Repeat word for word, please, only the lines of the material from the one containing "Target: green grass" through its final line, both ends included.

--------------------------------

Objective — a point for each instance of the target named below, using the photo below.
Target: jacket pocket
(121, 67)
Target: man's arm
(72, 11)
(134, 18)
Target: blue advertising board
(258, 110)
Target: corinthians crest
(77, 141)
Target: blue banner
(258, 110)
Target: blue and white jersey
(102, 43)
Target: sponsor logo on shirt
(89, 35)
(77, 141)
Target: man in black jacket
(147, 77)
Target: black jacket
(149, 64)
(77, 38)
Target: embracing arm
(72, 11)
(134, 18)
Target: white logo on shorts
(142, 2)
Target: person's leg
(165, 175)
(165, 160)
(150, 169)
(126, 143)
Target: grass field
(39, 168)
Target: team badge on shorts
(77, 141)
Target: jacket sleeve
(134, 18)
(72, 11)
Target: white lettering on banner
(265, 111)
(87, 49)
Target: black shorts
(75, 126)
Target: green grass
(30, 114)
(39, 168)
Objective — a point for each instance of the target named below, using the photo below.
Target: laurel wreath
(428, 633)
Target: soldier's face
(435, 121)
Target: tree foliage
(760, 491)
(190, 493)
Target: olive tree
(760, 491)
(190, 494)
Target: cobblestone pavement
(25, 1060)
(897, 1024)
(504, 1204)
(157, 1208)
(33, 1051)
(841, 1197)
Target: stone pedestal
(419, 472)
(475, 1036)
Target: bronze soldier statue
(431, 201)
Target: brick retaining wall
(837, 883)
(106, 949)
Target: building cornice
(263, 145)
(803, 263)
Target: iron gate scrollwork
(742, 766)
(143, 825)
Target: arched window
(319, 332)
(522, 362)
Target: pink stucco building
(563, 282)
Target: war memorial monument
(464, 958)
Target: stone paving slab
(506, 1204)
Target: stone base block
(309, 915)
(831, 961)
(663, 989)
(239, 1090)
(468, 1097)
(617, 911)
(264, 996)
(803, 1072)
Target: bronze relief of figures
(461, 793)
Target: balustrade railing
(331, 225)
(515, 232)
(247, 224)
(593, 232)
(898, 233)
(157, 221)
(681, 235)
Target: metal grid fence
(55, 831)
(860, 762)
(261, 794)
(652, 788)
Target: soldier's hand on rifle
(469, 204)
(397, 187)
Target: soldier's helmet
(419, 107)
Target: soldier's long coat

--------------------------------

• Your solution:
Target: green grass
(30, 114)
(39, 168)
Objective — a point for each instance of the target named below, using the photo below.
Target: laurel wreath
(428, 633)
Target: soldier's face
(435, 121)
Target: tree foliage
(760, 491)
(190, 493)
Target: olive tree
(760, 491)
(190, 494)
Target: cobblestone pavement
(25, 1060)
(897, 1024)
(504, 1204)
(157, 1208)
(33, 1051)
(841, 1197)
Target: stone pedestal
(419, 472)
(475, 1036)
Target: bronze soldier statue
(431, 201)
Target: brick retaining wall
(837, 883)
(106, 949)
Target: building cornice
(263, 145)
(803, 263)
Target: iron gate scrollwork
(742, 766)
(143, 825)
Target: arched window
(319, 332)
(522, 362)
Target: pink stucco building
(563, 282)
Target: war memorial monument
(464, 958)
Target: stone paving slab
(506, 1204)
Target: stone base block
(309, 915)
(831, 961)
(663, 989)
(239, 1090)
(468, 1097)
(617, 911)
(264, 996)
(803, 1072)
Target: bronze relief of figures
(461, 793)
Target: balustrade railing
(331, 225)
(515, 232)
(247, 224)
(593, 232)
(898, 233)
(157, 221)
(681, 235)
Target: metal grid fence
(55, 831)
(860, 762)
(261, 794)
(652, 788)
Target: soldier's hand on rifle
(469, 204)
(397, 187)
Target: soldier's helmet
(419, 107)
Target: soldier's long coat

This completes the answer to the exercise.